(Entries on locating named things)
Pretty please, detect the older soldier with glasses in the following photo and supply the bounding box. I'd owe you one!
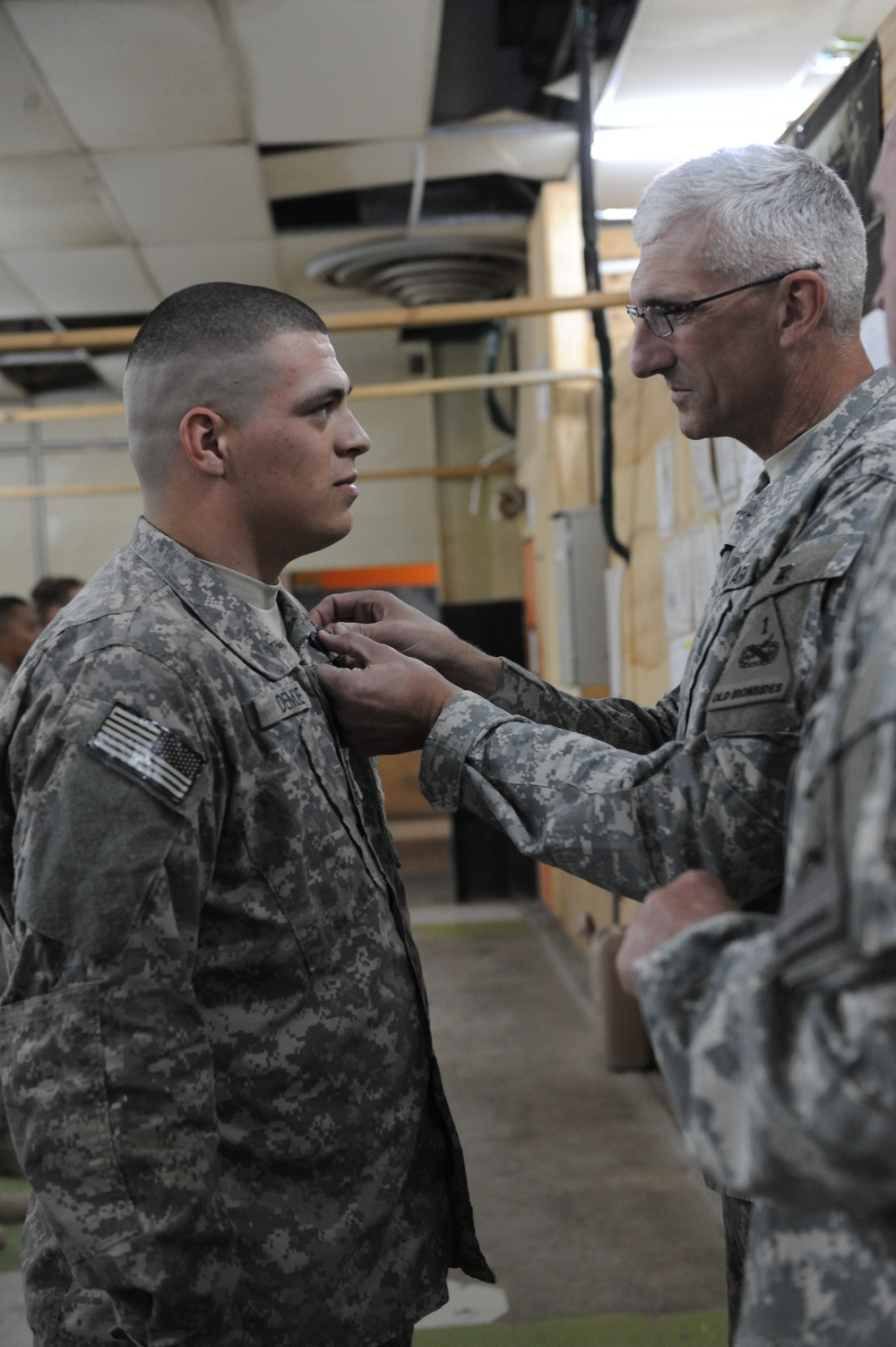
[311,145,896,1324]
[620,126,896,1347]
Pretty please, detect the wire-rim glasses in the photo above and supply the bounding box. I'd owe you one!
[625,262,822,337]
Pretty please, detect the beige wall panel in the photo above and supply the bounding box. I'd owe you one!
[0,453,34,597]
[433,338,522,603]
[311,477,438,570]
[43,450,142,581]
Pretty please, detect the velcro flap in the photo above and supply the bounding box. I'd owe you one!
[751,535,864,603]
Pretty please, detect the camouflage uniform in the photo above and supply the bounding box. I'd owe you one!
[637,488,896,1347]
[0,522,493,1347]
[420,367,896,911]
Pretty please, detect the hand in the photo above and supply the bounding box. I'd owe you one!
[316,630,460,757]
[308,590,501,696]
[616,870,740,996]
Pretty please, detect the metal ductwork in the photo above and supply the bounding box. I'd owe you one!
[306,235,525,307]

### Directions
Write out every line of the items above again, requests included, scaling each bounding-box coordinate in the answers by 0.4 and rounding to whole numbers, with halves rounded up. Leave the pictures out.

### Finished answer
Pretty please, detect the older soldier with glasses in the following photo and supply the bounding box. I'd owe you one!
[124,58,358,530]
[248,50,358,539]
Pretty please, detect the wire-rim glasses in the photo above and supply the bounding box. I'd owe you one!
[250,105,329,135]
Pretty please, detect the beige wall panel in the photo above and supply the bounding box. I'd owe you one!
[0,181,14,239]
[173,135,209,241]
[124,191,175,228]
[17,180,57,232]
Pretty please, detect the velcro flap in the photo above and supply the bounding box. I'd owe you one!
[300,214,346,241]
Pretty please, detect the camouflage uniform in the photo above and supply the bounding box. I'd owe you one!
[255,195,358,539]
[0,209,197,539]
[168,147,358,364]
Pretty please, detect the hand in the photo above and supply the bounding box. I'd owe you one!
[126,252,184,303]
[123,236,200,278]
[246,348,296,398]
Pretty please, detect the metal ductwork in the photo above and supply the bounding box. I'd owe you one!
[122,94,210,123]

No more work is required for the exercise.